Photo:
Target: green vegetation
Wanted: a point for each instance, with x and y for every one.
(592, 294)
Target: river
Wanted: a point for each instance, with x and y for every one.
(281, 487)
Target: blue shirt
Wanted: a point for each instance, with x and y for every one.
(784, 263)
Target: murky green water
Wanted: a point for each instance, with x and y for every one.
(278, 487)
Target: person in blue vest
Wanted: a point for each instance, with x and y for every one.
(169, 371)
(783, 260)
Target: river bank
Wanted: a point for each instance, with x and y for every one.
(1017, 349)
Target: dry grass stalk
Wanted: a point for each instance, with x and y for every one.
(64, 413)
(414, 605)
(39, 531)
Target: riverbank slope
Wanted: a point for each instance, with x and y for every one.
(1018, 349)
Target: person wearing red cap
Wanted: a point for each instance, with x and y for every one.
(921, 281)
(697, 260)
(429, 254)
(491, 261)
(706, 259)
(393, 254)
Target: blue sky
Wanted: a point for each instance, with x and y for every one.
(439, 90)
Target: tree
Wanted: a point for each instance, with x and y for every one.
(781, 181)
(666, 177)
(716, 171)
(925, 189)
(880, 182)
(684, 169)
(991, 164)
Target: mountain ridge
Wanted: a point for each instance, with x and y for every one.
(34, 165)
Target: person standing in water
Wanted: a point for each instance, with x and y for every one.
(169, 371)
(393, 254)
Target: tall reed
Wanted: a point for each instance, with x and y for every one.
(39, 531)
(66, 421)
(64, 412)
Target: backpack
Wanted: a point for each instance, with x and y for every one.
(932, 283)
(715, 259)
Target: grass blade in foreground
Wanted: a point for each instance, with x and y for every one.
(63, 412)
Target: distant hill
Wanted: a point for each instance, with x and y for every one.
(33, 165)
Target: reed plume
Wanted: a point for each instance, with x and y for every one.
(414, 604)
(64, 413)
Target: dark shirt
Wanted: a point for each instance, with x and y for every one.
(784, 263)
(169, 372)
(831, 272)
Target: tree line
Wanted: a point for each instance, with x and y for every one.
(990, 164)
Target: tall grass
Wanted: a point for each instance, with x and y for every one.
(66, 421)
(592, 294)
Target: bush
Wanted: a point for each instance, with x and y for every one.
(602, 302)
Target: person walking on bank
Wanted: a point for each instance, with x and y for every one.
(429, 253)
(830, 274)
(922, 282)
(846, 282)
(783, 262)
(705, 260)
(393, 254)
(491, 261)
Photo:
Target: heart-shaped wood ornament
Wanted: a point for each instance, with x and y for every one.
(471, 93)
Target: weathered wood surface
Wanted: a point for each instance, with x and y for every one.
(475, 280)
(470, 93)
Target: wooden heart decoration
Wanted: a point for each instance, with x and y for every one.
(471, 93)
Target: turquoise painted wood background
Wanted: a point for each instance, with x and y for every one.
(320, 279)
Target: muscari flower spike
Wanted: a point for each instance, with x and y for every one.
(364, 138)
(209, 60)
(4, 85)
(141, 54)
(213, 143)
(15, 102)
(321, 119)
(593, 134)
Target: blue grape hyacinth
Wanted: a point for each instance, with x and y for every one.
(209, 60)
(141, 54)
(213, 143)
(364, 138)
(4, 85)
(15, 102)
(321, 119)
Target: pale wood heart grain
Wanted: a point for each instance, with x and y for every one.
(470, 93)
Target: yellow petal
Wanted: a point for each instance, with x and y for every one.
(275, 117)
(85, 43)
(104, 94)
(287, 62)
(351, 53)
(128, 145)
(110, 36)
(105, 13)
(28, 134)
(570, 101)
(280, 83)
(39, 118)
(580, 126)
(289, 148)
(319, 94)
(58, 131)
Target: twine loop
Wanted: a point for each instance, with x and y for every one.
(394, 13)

**Problem to work on:** Write out the whole listing again, exactly as it stands.

**Exercise result:**
Photo:
Target: green vegetation
Wanted: a point for each instance, with x and y for every one.
(592, 294)
Target: river
Wanted: a point for each instance, with x and y for every one.
(281, 487)
Target: blue shirt
Wanted: a point for each instance, with x and y for every one.
(784, 263)
Target: murky green water
Wanted: a point for each instance, with x and y for every one.
(278, 487)
Target: person in blue vest
Wanted: a point for each instance, with x and y for every one.
(169, 371)
(783, 260)
Target: river bank
Wanted: a point for each instance, with x and y for every one.
(1017, 349)
Target: dry grass stalk
Wanted: a point for each instance, with x and y for every one.
(64, 413)
(414, 605)
(39, 531)
Target: riverbank slope
Wanted: a point for each instance, with x and y for every one.
(1018, 349)
Target: person wearing red cap
Wanted: a point for each instance, with x and y for every one.
(921, 281)
(697, 260)
(429, 254)
(491, 261)
(706, 259)
(393, 254)
Target: blue sky
Wanted: a point for each instance, with x and y for every one.
(439, 90)
Target: tree
Wanted: a point for each instance, with x and y for every one.
(781, 181)
(666, 177)
(716, 171)
(925, 189)
(880, 182)
(684, 169)
(991, 164)
Target: mountain ridge
Wanted: a point for each instance, with x and y for every one.
(34, 165)
Target: person standing in water
Wanted: a point for each instance, with x and y for every one.
(169, 371)
(393, 254)
Target: tall reed
Wanted: a point for each instance, with x and y for every one.
(39, 531)
(66, 421)
(64, 412)
Target: backpack
Wanted: a point for each instance, with x and y for every one.
(932, 283)
(715, 259)
Target: grass blade in foreground
Wanted: a point for each instance, with x and y for every one.
(63, 412)
Target: distant hill
Wanted: a point for each instance, with x and y for every one.
(33, 165)
Target: reed plume
Wanted: a point for each instance, with x and y for every one.
(414, 604)
(64, 413)
Target: dark shirt
Wanted: a point for each instance, with x and y for every one.
(784, 263)
(169, 372)
(831, 272)
Target: tree line
Wanted: a point for each instance, with x and y for every one.
(990, 164)
Target: tall grass
Wanted: a point for each instance, with x and y for every one.
(66, 421)
(592, 294)
Target: bush
Wanted: a point for each instance, with x and y for every one.
(602, 302)
Target: person walking on bank
Wanted: a point for each instance, with x and y for every one.
(429, 253)
(830, 274)
(922, 282)
(846, 282)
(783, 262)
(705, 260)
(393, 254)
(491, 261)
Photo:
Target: heart-shaped wood ornament
Wanted: a point for each instance, with x and y for every one.
(471, 93)
Target: weathered wood surface
Wanted: a point for each instance, with x and y for every one.
(475, 280)
(470, 93)
Target: wooden heart decoration
Wanted: a point for each instance, with x and y for every one.
(471, 93)
Target: turquoise painted wood background
Wanted: a point for each instance, with x and y for every one.
(320, 279)
Target: muscari flower spike
Wanted: a point for each instance, with x and y for every one.
(364, 138)
(209, 60)
(4, 85)
(141, 54)
(213, 143)
(15, 102)
(321, 119)
(593, 134)
Target: blue grape hyacinth
Wanted: a point for each instance, with x and y for every one.
(209, 60)
(141, 54)
(213, 143)
(364, 138)
(4, 85)
(15, 102)
(321, 119)
Target: pale wood heart grain
Wanted: a point for each instance, with x and y for every one.
(470, 93)
Target: yellow petal
Wanted: a point for each instance, with x and y for every one.
(275, 117)
(85, 43)
(104, 94)
(287, 62)
(351, 53)
(128, 145)
(110, 36)
(105, 13)
(28, 134)
(570, 101)
(280, 83)
(39, 118)
(580, 126)
(289, 148)
(319, 94)
(58, 131)
Target: twine loop
Wanted: a point for each instance, with x and y for every one.
(394, 13)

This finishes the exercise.